---------- Data shown ----------
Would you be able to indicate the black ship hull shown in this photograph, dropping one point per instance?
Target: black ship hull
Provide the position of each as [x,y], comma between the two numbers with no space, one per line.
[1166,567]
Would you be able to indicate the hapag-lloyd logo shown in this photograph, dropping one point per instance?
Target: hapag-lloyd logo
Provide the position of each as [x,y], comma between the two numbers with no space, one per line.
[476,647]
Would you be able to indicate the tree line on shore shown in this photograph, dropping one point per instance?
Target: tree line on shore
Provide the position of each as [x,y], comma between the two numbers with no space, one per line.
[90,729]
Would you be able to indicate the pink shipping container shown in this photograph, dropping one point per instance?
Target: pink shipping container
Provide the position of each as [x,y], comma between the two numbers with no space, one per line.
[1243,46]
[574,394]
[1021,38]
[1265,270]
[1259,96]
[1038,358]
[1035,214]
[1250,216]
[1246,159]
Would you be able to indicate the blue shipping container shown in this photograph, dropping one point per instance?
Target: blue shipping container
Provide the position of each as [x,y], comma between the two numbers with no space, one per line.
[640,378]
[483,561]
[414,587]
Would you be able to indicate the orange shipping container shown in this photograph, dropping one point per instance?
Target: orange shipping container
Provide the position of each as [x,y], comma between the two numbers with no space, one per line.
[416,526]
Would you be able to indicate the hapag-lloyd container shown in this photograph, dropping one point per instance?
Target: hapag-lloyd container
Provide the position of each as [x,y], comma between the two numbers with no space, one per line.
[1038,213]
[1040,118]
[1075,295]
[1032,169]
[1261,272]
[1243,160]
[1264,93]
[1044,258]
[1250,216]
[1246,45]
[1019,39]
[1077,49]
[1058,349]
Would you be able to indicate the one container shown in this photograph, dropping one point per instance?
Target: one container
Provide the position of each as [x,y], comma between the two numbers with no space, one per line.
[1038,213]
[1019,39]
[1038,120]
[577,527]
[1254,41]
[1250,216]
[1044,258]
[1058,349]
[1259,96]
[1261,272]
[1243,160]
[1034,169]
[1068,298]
----------
---------- Data shown ----------
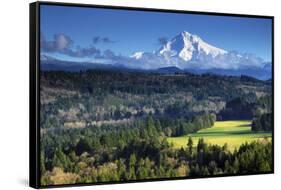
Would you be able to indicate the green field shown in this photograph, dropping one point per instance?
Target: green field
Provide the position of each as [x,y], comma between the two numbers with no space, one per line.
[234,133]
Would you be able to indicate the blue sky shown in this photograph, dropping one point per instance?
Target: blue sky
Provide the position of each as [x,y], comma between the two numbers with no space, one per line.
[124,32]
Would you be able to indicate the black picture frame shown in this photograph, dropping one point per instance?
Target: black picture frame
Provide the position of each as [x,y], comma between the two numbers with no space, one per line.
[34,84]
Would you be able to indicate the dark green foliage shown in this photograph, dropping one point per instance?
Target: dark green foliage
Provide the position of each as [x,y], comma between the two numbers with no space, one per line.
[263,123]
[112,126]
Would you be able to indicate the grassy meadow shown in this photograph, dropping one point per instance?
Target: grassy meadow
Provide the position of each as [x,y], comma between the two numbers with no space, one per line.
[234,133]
----------
---------- Data shown ----------
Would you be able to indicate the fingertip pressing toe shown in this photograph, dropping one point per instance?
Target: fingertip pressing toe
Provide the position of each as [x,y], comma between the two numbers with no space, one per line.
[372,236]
----------
= Aim of the task =
Where a line of the data includes the string "hull", list that line.

= Exercise result =
Would you be able to indicate the black ship hull shown in this photograph, dropping one point per instance?
Target: black ship hull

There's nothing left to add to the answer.